(Region segmentation records)
┄┄┄┄┄┄┄┄┄┄┄┄┄┄┄┄┄┄┄┄

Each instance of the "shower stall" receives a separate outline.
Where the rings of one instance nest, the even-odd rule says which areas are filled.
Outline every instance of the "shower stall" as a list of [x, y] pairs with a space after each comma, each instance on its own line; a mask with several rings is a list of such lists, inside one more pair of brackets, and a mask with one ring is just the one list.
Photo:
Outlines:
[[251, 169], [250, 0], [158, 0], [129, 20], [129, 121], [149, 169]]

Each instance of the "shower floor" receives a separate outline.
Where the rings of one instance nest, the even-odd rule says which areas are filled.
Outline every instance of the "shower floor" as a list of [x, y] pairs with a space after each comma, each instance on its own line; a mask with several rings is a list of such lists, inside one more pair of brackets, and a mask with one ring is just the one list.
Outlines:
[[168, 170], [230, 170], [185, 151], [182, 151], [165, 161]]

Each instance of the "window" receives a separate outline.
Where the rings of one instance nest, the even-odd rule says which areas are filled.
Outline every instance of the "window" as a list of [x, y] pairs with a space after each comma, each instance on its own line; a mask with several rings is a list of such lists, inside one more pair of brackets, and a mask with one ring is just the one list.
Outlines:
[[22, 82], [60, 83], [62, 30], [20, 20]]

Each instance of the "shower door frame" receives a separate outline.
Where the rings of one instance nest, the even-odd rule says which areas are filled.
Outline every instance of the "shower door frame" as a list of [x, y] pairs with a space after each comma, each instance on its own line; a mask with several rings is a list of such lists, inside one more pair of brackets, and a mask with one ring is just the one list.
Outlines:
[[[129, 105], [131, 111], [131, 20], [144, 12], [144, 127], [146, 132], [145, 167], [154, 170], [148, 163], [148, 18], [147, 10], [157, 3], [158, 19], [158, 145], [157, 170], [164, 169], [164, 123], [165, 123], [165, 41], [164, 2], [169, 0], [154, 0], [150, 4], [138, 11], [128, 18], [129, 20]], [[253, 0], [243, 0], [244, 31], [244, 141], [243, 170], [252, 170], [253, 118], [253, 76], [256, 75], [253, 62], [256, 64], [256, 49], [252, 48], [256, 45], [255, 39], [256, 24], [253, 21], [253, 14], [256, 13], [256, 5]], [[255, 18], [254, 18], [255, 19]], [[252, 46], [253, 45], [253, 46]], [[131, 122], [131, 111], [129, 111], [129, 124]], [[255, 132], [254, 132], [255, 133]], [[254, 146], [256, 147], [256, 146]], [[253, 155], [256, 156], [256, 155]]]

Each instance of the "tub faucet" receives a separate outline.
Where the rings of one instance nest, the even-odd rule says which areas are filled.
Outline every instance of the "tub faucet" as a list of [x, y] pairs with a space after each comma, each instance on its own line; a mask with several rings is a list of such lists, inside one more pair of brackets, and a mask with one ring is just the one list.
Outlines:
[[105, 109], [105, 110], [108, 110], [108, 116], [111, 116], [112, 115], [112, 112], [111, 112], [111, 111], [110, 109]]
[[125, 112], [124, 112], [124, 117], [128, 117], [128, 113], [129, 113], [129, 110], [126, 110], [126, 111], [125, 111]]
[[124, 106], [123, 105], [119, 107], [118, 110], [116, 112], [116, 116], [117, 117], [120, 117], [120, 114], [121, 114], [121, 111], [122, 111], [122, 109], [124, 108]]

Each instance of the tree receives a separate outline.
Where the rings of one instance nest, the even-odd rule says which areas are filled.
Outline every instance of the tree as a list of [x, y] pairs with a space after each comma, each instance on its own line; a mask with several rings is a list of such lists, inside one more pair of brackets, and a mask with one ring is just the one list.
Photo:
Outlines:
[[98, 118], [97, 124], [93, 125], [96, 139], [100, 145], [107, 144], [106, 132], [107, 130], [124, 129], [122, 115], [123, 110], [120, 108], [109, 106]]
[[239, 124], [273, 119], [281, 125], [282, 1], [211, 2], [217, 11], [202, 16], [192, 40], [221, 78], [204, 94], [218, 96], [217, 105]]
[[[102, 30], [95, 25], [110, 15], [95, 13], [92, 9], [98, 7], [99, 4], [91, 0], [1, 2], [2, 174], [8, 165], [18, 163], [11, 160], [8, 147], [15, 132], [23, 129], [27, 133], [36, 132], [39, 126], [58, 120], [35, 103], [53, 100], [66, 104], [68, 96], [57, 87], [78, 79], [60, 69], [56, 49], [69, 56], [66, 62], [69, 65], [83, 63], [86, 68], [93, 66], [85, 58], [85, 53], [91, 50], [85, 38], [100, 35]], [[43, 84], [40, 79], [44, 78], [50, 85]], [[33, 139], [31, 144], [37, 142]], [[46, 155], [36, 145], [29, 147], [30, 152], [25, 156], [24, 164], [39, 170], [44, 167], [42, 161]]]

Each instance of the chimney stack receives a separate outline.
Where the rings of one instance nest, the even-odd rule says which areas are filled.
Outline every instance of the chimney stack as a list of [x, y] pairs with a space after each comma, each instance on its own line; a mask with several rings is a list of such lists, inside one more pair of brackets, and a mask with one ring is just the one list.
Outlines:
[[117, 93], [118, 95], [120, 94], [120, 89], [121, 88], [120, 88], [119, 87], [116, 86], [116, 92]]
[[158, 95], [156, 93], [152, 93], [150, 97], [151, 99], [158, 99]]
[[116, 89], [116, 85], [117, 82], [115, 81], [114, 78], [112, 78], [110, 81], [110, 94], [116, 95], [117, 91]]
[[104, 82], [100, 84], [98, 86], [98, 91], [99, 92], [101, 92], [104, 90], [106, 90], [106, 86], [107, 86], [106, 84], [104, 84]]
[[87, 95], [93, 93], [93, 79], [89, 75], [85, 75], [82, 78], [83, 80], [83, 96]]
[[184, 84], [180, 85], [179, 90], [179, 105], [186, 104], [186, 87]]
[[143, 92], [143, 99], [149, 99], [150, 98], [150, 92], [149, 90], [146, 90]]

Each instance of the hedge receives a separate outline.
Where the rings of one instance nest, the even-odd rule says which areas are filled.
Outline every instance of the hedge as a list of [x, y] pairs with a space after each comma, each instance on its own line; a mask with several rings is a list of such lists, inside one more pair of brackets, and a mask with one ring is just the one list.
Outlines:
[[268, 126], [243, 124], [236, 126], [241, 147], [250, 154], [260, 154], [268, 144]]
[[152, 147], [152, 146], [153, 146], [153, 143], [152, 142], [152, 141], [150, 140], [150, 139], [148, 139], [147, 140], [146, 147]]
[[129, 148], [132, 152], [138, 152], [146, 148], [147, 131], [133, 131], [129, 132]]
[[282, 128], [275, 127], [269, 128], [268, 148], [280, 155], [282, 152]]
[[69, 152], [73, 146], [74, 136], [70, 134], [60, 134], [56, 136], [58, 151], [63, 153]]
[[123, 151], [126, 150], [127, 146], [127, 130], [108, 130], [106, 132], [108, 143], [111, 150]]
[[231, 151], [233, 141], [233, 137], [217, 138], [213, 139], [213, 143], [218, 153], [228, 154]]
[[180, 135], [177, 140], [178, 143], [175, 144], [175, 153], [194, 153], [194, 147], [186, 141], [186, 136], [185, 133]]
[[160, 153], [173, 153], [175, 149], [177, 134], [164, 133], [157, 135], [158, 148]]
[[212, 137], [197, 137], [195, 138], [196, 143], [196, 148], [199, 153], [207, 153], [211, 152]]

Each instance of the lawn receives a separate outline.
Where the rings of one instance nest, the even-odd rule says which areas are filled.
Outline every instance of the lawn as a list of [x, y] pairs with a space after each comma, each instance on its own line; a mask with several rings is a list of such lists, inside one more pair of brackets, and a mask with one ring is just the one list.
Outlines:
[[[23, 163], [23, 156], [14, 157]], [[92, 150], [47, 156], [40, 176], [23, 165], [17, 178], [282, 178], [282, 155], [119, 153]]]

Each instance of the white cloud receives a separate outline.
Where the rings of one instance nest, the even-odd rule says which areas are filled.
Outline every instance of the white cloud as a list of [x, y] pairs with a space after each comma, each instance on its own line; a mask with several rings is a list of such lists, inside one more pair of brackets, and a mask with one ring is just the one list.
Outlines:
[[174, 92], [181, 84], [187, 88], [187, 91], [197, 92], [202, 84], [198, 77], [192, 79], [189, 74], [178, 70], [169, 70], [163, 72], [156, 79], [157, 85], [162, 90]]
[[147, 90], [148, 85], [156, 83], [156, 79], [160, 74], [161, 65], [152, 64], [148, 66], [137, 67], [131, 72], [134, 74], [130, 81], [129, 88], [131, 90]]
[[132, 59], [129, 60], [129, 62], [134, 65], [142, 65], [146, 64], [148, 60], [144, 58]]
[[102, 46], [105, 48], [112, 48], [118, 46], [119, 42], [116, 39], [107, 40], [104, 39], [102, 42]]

┄┄┄┄┄┄┄┄┄┄┄┄┄┄┄┄┄┄┄┄

▶ Written exercise: Copy the records verbatim from their first line through the line that contains "[[168, 170], [230, 170], [185, 151], [182, 151], [165, 161]]", including that line.

▶ Full output:
Each instance of the "shower stall" receives a separate outline.
Where the rings of one instance nest, the even-odd rule says which areas are filled.
Outline every instance of the "shower stall" as a list of [x, y] pairs with a space after each comma, each instance on its own line; a mask with several rings is a list of such lists, inside one more pair of brackets, and a mask with one ring is just the one list.
Photo:
Outlines:
[[251, 169], [250, 0], [158, 0], [129, 20], [129, 121], [149, 169]]

Each instance of the "shower floor" receives a separate outline.
Where the rings of one instance nest, the even-odd rule says which areas are filled.
Outline every instance of the "shower floor" as a list of [x, y] pairs with a space after each comma, each instance on its own line; a mask with several rings is a list of such lists, inside one more pair of brackets, and a mask with one ring is just the one list.
Outlines:
[[168, 170], [230, 170], [185, 151], [182, 151], [165, 161]]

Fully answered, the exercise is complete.